**Ejercicio propuesto 1:** Copia, por favor, el tramo del texto sobre la devoción al Papa que va desde "La revisión de" hasta "crisis, tan próximas.".

Hay también quienes, en número creciente, quieren quitar presión a nuestro abordaje de otra manera. Rechazan el asombro y la indignación de algunos porque estarían según ellos injustificados. Nos recuerdan que hay otros muchos precedentes de secularización y desacralización de la propia Iglesia, con la aceptación de la «laicidad positiva» por Benedicto XVI en El Eliseo el 13 de septiembre de 2008. ¿A qué viene este escándalo ahora y no antes? Creen, y no les falta razón, que estamos ante un hecho que no es aislado, sino que forma parte de un proceso profundo y largo. Además del discurso citado de Benedicto XVI aducen la paradoja increíble de la presión del papa Pablo VI sobre Adolfo Suárez y la simultánea del secretario de Estado, el cardenal Casaroli, sobre el séquito del presidente del Gobierno, ambas en el sentido de suprimir escrúpulos a la apostasía de la Constitución que se preparaba en aquel momento y se consumó ya con Juan Pablo II y su bendición. Se dice que en principio la inflexión, si es que existe, no es necesariamente mala. Depende de en qué sentido. Al cardenal Rouco se le escapó una vez, y ha quedado escrito, que se produjo una inflexión. Francisco, en sus discursos de Río de Janeiro, ha dicho repetidamente que estamos entrando en una nueva época. Nótese con qué afortunada cautela ha evitado usar el término de «nueva era». En este caso, ¿qué pensar del Concilio Vaticano II?

 

5. La devoción al Papa

La revisión de las distintas formas de devoción al Santo Padre ya se planteó con fuerza en la crisis periconciliar. Es uno de los términos que, por estar presente también en la crisis del postfilolaicismo de Río de Janeiro, hace semejantes a las dos crisis, tan próximas.

**Información extraída:**
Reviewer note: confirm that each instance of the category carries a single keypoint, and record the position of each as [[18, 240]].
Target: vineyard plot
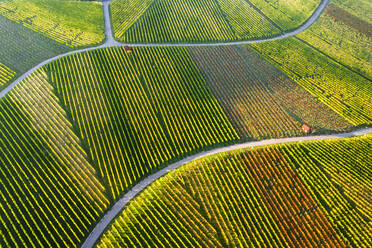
[[6, 75], [287, 195], [157, 21], [137, 110], [50, 196], [258, 99], [346, 92], [73, 24]]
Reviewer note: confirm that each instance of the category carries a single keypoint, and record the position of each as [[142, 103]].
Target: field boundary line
[[136, 189]]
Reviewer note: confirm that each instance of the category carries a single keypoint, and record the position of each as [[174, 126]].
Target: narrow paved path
[[110, 41], [123, 201]]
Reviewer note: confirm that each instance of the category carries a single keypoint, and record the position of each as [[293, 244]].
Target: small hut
[[128, 49], [306, 128]]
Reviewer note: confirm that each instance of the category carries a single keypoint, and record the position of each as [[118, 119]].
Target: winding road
[[110, 42], [123, 201]]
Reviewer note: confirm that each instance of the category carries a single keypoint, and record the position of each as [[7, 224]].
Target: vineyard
[[6, 75], [202, 21], [259, 101], [22, 48], [287, 14], [136, 111], [347, 93], [73, 24], [343, 37], [359, 8], [50, 194], [276, 196]]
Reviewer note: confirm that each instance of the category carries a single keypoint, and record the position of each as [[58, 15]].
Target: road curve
[[110, 42], [123, 201]]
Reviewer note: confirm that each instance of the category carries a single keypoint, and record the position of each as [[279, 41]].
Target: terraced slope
[[347, 93], [157, 21], [6, 75], [344, 37], [50, 195], [22, 48], [73, 24], [330, 60], [276, 196], [258, 99], [136, 111]]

**Ejercicio propuesto 2:** Reescribe únicamente las entradas comprendidas desde la línea que contiene "as [[174, 126]]." hasta la que contiene "194], [276, 196]]", sustituyendo "Target" por "Category" sin modificar nada más.

**Respuesta escrita 1:**
La revisión de las distintas formas de devoción al Santo Padre ya se planteó con fuerza en la crisis periconciliar. Es uno de los términos que, por estar presente también en la crisis del postfilolaicismo de Río de Janeiro, hace semejantes a las dos crisis, tan próximas.

**Respuesta escrita 2:**
Reviewer note: confirm that each instance of the category carries a single keypoint, and record the position of each as [[174, 126]].
Category: narrow paved path
[[110, 41], [123, 201]]
Reviewer note: confirm that each instance of the category carries a single keypoint, and record the position of each as [[293, 244]].
Category: small hut
[[128, 49], [306, 128]]
Reviewer note: confirm that each instance of the category carries a single keypoint, and record the position of each as [[118, 119]].
Category: winding road
[[110, 42], [123, 201]]
Reviewer note: confirm that each instance of the category carries a single keypoint, and record the position of each as [[7, 224]].
Category: vineyard
[[6, 75], [202, 21], [259, 101], [22, 48], [287, 14], [136, 111], [347, 93], [73, 24], [343, 37], [359, 8], [50, 194], [276, 196]]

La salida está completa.